The series ends with the second round of the tournament, where Koshiyama goes up against his rival Mikuriya and his former partner Akira. As it turns out, Akira was actually a cross-dresser who helped out Koshiyama with some bullies at an arcade in a previous episode, but only joined his school’s quiz bowl team because he was disgusted with Koshiyama’s naïve love of the game and wanted to crush it. Eventually, watching Koshiyama and Mikuriya earnestly compete with one another and seeing how people are no longer reacting to what he’s doing, Akira drops out of the competition, but his club president at least talks Akira out of not dropping out of the club entirely. Koshiyama loses to Mikuriya in the end while Sasajima wins the entire Quiz Bowl on his own.
What We Liked about Nana Maru San Batsu
In an era of anime that tends to glamourize extremes, Nana Maru San Batsu is refreshingly realistic in its depiction of Quiz Bowl. No one has a “do or die” attitude towards the game where all of the character’s hopes and dreams rest on winning the big tournament and nothing else matters in their lives. Characters lose, but all it tends to elicit is an “Aw, shucks!” rather than it hurling them into a deep depression in which they re-evaluate how they play the game. There aren’t any grand arenas in which Koshiyama and Mikuriya duke it out on a neon lit stage. Nana Maru San Batsu has no delusions about the nature of Quiz; they’re a bunch of nerds who are renting out their school’s auditoriums (or in the case of Asagaoka, their school’s chapel) for the weekend and ask each other quiz questions.
It’s this more subdued take on the sports battle genre that gives the story an air of credibility. It’s a standard of the sports genre to glorify the joining of the club of a designated sport as this ideal place where a lonely teenager can find a social group and find a passion in their life. However, this message tends to get lost in over-exaggerated displays of emotion in order to draw the viewer into their story while forgetting the actual heart of their story. Nana Maru San Batsu’s story is fairly subdued, and actually feels like the sort of story you could have actually had in high school.

* [Short exercise A]: Begin at the entry line that has "task | place a point on the island" and stop after the entry line that has "x=466, y=191". Rewrite those entry lines, requests included, with every answer coordinate multiplied by 2.4 and rounded to a whole number (halves round up).
The review and the entries have no connection to each other.

Point-based annotation data
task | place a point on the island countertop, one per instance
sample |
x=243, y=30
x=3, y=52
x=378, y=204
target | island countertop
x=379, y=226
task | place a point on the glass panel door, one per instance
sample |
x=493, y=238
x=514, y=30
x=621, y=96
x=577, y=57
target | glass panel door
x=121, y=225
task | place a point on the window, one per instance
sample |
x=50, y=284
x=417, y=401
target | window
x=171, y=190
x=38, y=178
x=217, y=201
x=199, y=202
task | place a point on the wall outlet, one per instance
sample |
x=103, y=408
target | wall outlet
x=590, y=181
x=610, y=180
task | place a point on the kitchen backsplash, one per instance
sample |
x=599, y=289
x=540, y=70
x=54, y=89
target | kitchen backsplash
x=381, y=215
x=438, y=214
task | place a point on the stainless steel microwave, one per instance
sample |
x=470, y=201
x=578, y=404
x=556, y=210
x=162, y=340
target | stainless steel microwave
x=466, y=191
---
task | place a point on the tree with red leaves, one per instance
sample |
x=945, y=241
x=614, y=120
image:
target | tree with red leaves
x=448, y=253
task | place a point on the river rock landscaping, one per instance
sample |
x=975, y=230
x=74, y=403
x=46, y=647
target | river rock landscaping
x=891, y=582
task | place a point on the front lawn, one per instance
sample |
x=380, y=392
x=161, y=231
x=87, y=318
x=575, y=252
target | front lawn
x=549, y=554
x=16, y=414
--
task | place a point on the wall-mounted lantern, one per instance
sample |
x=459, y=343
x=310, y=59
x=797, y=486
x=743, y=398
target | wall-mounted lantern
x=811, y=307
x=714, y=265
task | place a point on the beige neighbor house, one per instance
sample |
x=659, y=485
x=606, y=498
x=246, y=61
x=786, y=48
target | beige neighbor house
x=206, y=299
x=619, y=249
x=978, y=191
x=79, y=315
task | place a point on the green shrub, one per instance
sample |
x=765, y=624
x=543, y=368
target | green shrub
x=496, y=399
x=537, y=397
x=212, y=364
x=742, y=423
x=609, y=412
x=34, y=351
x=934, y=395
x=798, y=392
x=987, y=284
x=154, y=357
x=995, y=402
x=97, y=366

* [Short exercise B]: In the anime review, begin at the words "The series ends" and stop after "on his own.", rewriting that span with each "Akira" swapped for "Akihiro".

* [Correct response A]:
task | place a point on the island countertop, one per instance
sample |
x=243, y=30
x=3, y=52
x=378, y=204
target | island countertop
x=910, y=542
task | place a point on the glass panel door, one per instance
sample |
x=493, y=238
x=514, y=30
x=621, y=96
x=577, y=57
target | glass panel door
x=290, y=540
task | place a point on the window, one per instance
sample |
x=50, y=284
x=417, y=401
target | window
x=410, y=456
x=91, y=427
x=521, y=482
x=478, y=485
task | place a point on the wall outlet, one per instance
sample |
x=103, y=408
target | wall outlet
x=1416, y=434
x=1464, y=432
task | place a point on the kitchen backsplash, one per instance
sample |
x=599, y=289
x=540, y=70
x=54, y=89
target | kitchen backsplash
x=914, y=516
x=1051, y=514
task | place a point on the stainless steel microwave, one per instance
sample |
x=470, y=201
x=578, y=404
x=556, y=210
x=162, y=340
target | stainless steel microwave
x=1118, y=458

* [Correct response B]:
The series ends with the second round of the tournament, where Koshiyama goes up against his rival Mikuriya and his former partner Akihiro. As it turns out, Akihiro was actually a cross-dresser who helped out Koshiyama with some bullies at an arcade in a previous episode, but only joined his school’s quiz bowl team because he was disgusted with Koshiyama’s naïve love of the game and wanted to crush it. Eventually, watching Koshiyama and Mikuriya earnestly compete with one another and seeing how people are no longer reacting to what he’s doing, Akihiro drops out of the competition, but his club president at least talks Akihiro out of not dropping out of the club entirely. Koshiyama loses to Mikuriya in the end while Sasajima wins the entire Quiz Bowl on his own.